_Data listing_
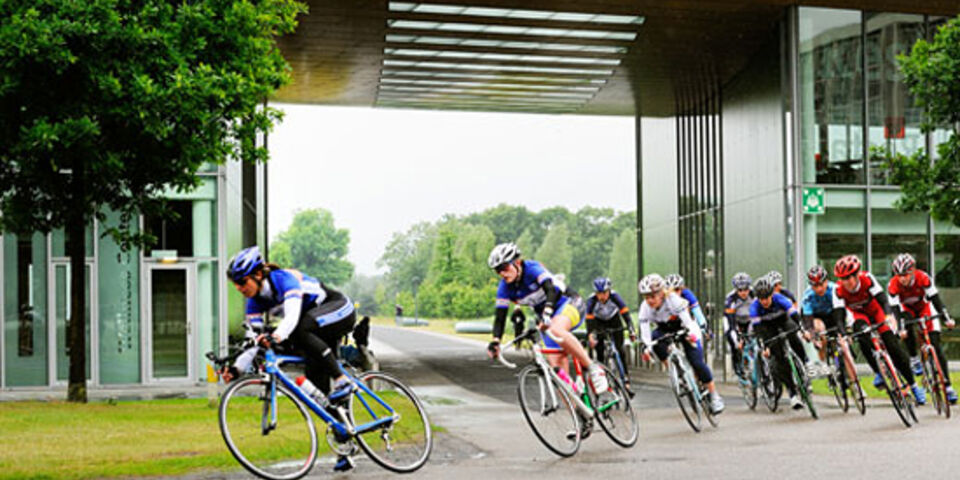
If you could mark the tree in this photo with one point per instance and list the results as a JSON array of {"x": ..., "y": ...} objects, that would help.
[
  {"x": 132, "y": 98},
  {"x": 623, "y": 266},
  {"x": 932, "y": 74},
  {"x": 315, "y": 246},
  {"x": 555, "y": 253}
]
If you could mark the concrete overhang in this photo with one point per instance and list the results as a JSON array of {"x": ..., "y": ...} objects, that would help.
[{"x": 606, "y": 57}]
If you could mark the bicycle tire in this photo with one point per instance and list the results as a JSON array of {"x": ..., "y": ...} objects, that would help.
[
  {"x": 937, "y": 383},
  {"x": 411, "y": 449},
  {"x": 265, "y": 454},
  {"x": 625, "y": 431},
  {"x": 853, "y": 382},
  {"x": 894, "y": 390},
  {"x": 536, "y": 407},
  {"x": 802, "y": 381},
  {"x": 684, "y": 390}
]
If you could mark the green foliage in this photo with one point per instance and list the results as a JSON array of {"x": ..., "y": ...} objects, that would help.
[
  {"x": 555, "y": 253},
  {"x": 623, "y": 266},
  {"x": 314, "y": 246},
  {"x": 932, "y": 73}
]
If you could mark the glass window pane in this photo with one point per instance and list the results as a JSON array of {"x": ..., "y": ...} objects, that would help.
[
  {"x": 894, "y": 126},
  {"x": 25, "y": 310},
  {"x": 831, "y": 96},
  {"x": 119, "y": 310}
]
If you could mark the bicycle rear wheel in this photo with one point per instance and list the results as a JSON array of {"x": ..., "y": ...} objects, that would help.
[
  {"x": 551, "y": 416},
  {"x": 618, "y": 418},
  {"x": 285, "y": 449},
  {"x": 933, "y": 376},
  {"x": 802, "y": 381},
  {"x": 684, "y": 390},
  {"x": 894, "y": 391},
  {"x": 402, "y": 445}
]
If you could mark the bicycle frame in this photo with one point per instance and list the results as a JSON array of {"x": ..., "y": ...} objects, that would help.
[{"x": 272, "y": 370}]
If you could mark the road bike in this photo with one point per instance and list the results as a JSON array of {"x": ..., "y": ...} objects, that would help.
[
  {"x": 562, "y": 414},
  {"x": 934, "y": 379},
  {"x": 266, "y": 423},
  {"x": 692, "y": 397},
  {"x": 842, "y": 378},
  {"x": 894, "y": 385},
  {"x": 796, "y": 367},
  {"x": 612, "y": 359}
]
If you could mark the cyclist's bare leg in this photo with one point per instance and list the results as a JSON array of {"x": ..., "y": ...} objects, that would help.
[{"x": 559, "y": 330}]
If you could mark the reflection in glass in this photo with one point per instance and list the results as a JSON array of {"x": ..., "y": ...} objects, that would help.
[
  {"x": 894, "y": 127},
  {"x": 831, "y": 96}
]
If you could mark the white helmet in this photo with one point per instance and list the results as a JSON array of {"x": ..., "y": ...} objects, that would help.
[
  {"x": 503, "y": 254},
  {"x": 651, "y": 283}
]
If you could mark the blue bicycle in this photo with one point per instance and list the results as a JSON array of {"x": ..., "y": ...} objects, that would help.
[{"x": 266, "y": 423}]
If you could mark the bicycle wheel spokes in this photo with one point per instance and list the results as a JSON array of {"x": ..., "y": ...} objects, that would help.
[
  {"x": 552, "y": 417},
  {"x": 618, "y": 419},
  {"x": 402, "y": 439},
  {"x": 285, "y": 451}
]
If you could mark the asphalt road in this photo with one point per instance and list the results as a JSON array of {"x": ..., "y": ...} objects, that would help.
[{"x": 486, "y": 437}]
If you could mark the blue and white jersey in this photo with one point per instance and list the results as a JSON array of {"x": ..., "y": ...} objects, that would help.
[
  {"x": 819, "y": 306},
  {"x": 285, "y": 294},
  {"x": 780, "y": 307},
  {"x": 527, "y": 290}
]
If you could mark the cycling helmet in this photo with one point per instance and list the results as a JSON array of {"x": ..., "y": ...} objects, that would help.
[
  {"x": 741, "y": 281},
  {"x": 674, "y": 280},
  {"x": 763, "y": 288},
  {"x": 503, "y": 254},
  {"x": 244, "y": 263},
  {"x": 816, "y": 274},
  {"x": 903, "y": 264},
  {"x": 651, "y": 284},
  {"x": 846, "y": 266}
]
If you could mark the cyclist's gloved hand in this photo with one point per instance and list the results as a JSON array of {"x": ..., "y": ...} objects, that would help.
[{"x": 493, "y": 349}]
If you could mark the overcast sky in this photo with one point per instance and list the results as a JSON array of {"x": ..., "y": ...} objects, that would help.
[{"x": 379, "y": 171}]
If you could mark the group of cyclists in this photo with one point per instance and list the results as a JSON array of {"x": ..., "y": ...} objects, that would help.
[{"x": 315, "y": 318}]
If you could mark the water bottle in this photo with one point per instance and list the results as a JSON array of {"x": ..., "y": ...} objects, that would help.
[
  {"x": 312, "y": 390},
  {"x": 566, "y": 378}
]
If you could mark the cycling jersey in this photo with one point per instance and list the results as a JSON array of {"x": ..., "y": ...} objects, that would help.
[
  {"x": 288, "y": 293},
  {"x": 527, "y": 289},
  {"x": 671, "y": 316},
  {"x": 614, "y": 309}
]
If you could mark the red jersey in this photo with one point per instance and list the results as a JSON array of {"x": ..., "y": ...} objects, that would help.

_Exercise_
Give every record back exactly as it reads, with no images.

_Answer to the problem_
If you could mark the tree in this photo with one point per instance and list the results as a JSON array of {"x": ..., "y": ...} objects, that would help.
[
  {"x": 132, "y": 98},
  {"x": 623, "y": 266},
  {"x": 932, "y": 74},
  {"x": 315, "y": 246},
  {"x": 555, "y": 253}
]
If you could mark the concrete overhang in this photo with one point per instance and list the results as a JSON array of {"x": ..., "y": ...} objects, that would help.
[{"x": 606, "y": 57}]
If you could mark the bicycle tire in this photo with one point per instance and list the results as a JSON array of {"x": ..., "y": ...} objects, that would help.
[
  {"x": 937, "y": 383},
  {"x": 411, "y": 449},
  {"x": 265, "y": 454},
  {"x": 625, "y": 431},
  {"x": 853, "y": 382},
  {"x": 894, "y": 390},
  {"x": 536, "y": 407},
  {"x": 802, "y": 381},
  {"x": 684, "y": 390}
]
If you could mark the green foliage in this photo with one point per instance and list the results as a JSON array of {"x": ..., "y": ...} objects, that would help.
[
  {"x": 555, "y": 253},
  {"x": 623, "y": 266},
  {"x": 314, "y": 246},
  {"x": 932, "y": 73}
]
If you could mark the glass window pane in this photo with one point per instance and list the results as a JSON array of {"x": ..., "y": ...} objects, that would help.
[
  {"x": 894, "y": 126},
  {"x": 25, "y": 310},
  {"x": 831, "y": 96},
  {"x": 119, "y": 310}
]
If you could mark the bicycle rear wheel in this photo with one point per instance and list the results as a JSON array of {"x": ..., "y": ...} objects, that would help.
[
  {"x": 551, "y": 416},
  {"x": 618, "y": 418},
  {"x": 285, "y": 449},
  {"x": 933, "y": 376},
  {"x": 802, "y": 381},
  {"x": 684, "y": 390},
  {"x": 894, "y": 391},
  {"x": 402, "y": 445}
]
If you could mark the bicycle frame in this photo with one point per instance and list the results as a JSON array of {"x": ..., "y": ...} objects, that would help.
[{"x": 272, "y": 370}]
If you could mark the road bike in this photo with one point per instance and list the results as a JSON array of {"x": ..., "y": ...} objects, that would help.
[
  {"x": 562, "y": 414},
  {"x": 934, "y": 379},
  {"x": 266, "y": 423},
  {"x": 692, "y": 397},
  {"x": 842, "y": 378},
  {"x": 894, "y": 385},
  {"x": 796, "y": 367},
  {"x": 612, "y": 359}
]
If you could mark the cyclist's bare leg in this photo with one point per instance and list the results as a JSON array of {"x": ..., "y": ...} objects, that would help.
[{"x": 559, "y": 330}]
If you could mark the reflection in glass in this photo with one point per instance and list the results as a JSON array of {"x": ..., "y": ...} objects, that would help.
[
  {"x": 894, "y": 127},
  {"x": 831, "y": 96}
]
If you could mark the white helmet in this photo with one point per instance and list the results as a JSON array of {"x": ..., "y": ...} objects, that would help.
[
  {"x": 503, "y": 254},
  {"x": 651, "y": 283}
]
If you could mark the blue bicycle in this photo with one point per instance and list the results as a JSON array of {"x": ..., "y": ...} objects, that would help.
[{"x": 266, "y": 423}]
If you could mark the bicycle wheel spokes in this photo with one point per instance and list the results as a JSON array of {"x": ..., "y": ...} objects, that would help.
[
  {"x": 552, "y": 417},
  {"x": 618, "y": 419},
  {"x": 402, "y": 439},
  {"x": 285, "y": 451}
]
If you could mark the asphalt road in this photo with one point per instance and list the results as a JSON array of {"x": ..., "y": ...} objects, that would help.
[{"x": 486, "y": 437}]
If you could mark the blue and white jersey in this photo with one point per instance and list the results as a JSON array of {"x": ..., "y": ...} objects, that would help.
[
  {"x": 819, "y": 306},
  {"x": 285, "y": 294},
  {"x": 780, "y": 307},
  {"x": 527, "y": 290}
]
If you could mark the cycling helmet in this photo with one point per instance and list the results as a JSON array of {"x": ..., "y": ...} objects, that would help.
[
  {"x": 741, "y": 281},
  {"x": 674, "y": 280},
  {"x": 763, "y": 288},
  {"x": 503, "y": 254},
  {"x": 244, "y": 263},
  {"x": 816, "y": 274},
  {"x": 903, "y": 264},
  {"x": 651, "y": 284},
  {"x": 846, "y": 266}
]
If you could mark the cyclist's gloved hand in this photo with one point per instance and list the results as a JSON array of {"x": ..., "y": ...} objects, that would help.
[{"x": 493, "y": 349}]
If you could mark the overcast sky in this photo with one point per instance and list the results as a JSON array of {"x": ..., "y": ...} objects, that would help.
[{"x": 379, "y": 171}]
If you could mark the group of cyclists in this photo with one point per instance and list the results as a JSON array of {"x": ..., "y": ...} objects, that would help.
[{"x": 315, "y": 318}]
If you could mark the water bottle in this photo with one point per instance and list the results as a JSON array of {"x": ..., "y": ...} objects, that would help.
[
  {"x": 312, "y": 390},
  {"x": 566, "y": 378}
]
If you could mark the cycling jersey in this photo with one point per instance and list the results as a JSON array of {"x": ..., "y": ...} objects, that would help.
[
  {"x": 288, "y": 293},
  {"x": 527, "y": 289},
  {"x": 671, "y": 316},
  {"x": 614, "y": 309}
]
If you could mark the red jersey in this photo with one point per instance and list the results as a JSON array of {"x": ..., "y": ...} objects, that would help.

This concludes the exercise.